= Reading passage =

---*---

Roger Williams purchases land from the Narragansett tribe. (1636)
Religious minorities suffered from social and legal discrimination, as well as persecution, from the very founding of the English colonies. In 1635, the Massachusetts Bay Colony expelled Roger Williams for opposing the Puritan church’s control over civil law. Three years later, the same magistrates expelled Anne Hutchinson for challenging their authority over worship.
After his expulsion, Roger Williams settled on Narragansett Bay, where he purchased land from the Narragansett tribe and established a new colony he called Providence. Williams proclaimed that everyone had the freedom to worship as they chose. Government would have no control over religion, and religious ministers would have no power to make or enforce laws (we now call this separation of church and state). England’s King Charles II, a Catholic sympathizer in a mostly-Protestant England, approved the colony’s promise of religious freedom by granting it a Royal Charter in 1663. Rhode Island’s Charter, which served as state constitution until 1842, includes this forward looking provision:
No person within the said Colony, at any time hereafter, shall be any wise molested, punished, disquieted, or called in question, for any differences in opinion, in matters of religion, who does not actually disturb the peace of our said Colony; but that all and every person and persons may, from time to time, and at all times hereafter, freely and fully have and enjoy his own and their judgments and consciences, in matters of religious concernments, throughout the tract of land heretofore mentioned, they behaving themselves peaceably and quietly and not using this liberty to licentiousness and profaneness, nor to the civil injury or outward disturbance of others.

---*---

= Information provided =
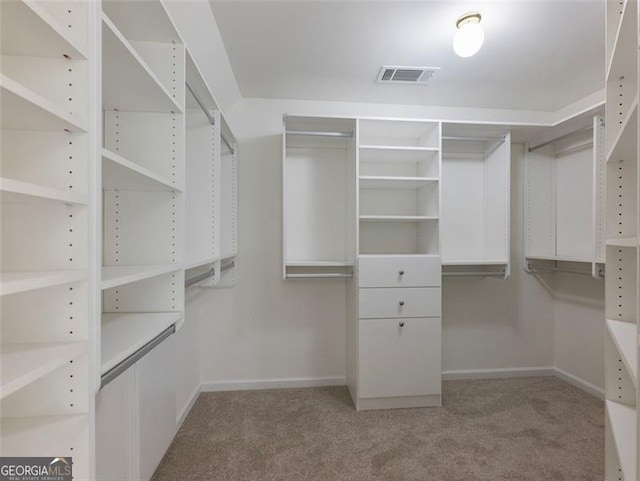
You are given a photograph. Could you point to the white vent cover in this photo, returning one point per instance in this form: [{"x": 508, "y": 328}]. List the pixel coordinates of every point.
[{"x": 406, "y": 75}]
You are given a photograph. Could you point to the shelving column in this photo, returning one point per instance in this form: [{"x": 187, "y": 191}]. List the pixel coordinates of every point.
[
  {"x": 47, "y": 84},
  {"x": 621, "y": 289}
]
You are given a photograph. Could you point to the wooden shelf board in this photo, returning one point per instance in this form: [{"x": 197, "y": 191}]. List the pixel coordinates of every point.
[
  {"x": 23, "y": 109},
  {"x": 45, "y": 435},
  {"x": 124, "y": 334},
  {"x": 114, "y": 276},
  {"x": 624, "y": 336},
  {"x": 119, "y": 173},
  {"x": 623, "y": 426},
  {"x": 25, "y": 363},
  {"x": 388, "y": 182},
  {"x": 623, "y": 147},
  {"x": 396, "y": 218},
  {"x": 12, "y": 282},
  {"x": 127, "y": 82},
  {"x": 27, "y": 29},
  {"x": 416, "y": 148},
  {"x": 18, "y": 191}
]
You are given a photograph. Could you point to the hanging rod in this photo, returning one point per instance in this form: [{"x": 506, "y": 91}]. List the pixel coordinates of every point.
[
  {"x": 211, "y": 118},
  {"x": 473, "y": 274},
  {"x": 199, "y": 278},
  {"x": 327, "y": 275},
  {"x": 561, "y": 137},
  {"x": 319, "y": 133},
  {"x": 125, "y": 364}
]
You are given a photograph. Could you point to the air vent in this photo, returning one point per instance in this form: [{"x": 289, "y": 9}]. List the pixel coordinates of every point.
[{"x": 406, "y": 75}]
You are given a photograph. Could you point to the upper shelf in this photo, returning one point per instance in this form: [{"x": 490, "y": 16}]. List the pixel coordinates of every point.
[
  {"x": 27, "y": 29},
  {"x": 120, "y": 173},
  {"x": 22, "y": 364},
  {"x": 127, "y": 81},
  {"x": 23, "y": 109}
]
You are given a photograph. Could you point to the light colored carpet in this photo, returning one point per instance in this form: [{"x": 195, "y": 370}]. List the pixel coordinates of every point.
[{"x": 535, "y": 429}]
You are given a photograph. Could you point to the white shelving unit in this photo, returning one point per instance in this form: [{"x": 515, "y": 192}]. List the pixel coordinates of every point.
[
  {"x": 476, "y": 184},
  {"x": 622, "y": 247},
  {"x": 564, "y": 198},
  {"x": 47, "y": 163}
]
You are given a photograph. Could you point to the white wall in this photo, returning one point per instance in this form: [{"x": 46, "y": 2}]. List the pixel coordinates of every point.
[{"x": 267, "y": 328}]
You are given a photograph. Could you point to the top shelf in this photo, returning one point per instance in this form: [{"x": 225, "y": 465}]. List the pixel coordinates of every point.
[
  {"x": 27, "y": 29},
  {"x": 127, "y": 81}
]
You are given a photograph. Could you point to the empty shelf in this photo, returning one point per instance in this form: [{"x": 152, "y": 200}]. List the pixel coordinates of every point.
[
  {"x": 379, "y": 182},
  {"x": 17, "y": 281},
  {"x": 18, "y": 191},
  {"x": 124, "y": 334},
  {"x": 23, "y": 109},
  {"x": 624, "y": 336},
  {"x": 623, "y": 425},
  {"x": 27, "y": 29},
  {"x": 23, "y": 364},
  {"x": 113, "y": 276},
  {"x": 121, "y": 173},
  {"x": 127, "y": 82}
]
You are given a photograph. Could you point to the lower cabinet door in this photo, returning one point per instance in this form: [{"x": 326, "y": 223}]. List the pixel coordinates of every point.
[
  {"x": 156, "y": 406},
  {"x": 399, "y": 357}
]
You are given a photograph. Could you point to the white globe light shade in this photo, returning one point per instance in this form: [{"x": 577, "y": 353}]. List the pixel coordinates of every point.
[{"x": 468, "y": 39}]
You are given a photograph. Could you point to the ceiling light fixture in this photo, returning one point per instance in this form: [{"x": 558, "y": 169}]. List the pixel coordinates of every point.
[{"x": 470, "y": 36}]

---*---

= Tasks for this exercise =
**A)** List every action the charter provision in the passage on Rhode Island's religious freedom says no person in the colony shall be subjected to over differences in religious opinion.
**B)** Update the passage on Rhode Island's religious freedom by writing out the stretch from "Religious minorities suffered" through "authority over worship." with "magistrates" changed to "officials".

= Set of answers =
**A)** molested, punished, disquieted, called in question

**B)**
Religious minorities suffered from social and legal discrimination, as well as persecution, from the very founding of the English colonies. In 1635, the Massachusetts Bay Colony expelled Roger Williams for opposing the Puritan church’s control over civil law. Three years later, the same officials expelled Anne Hutchinson for challenging their authority over worship.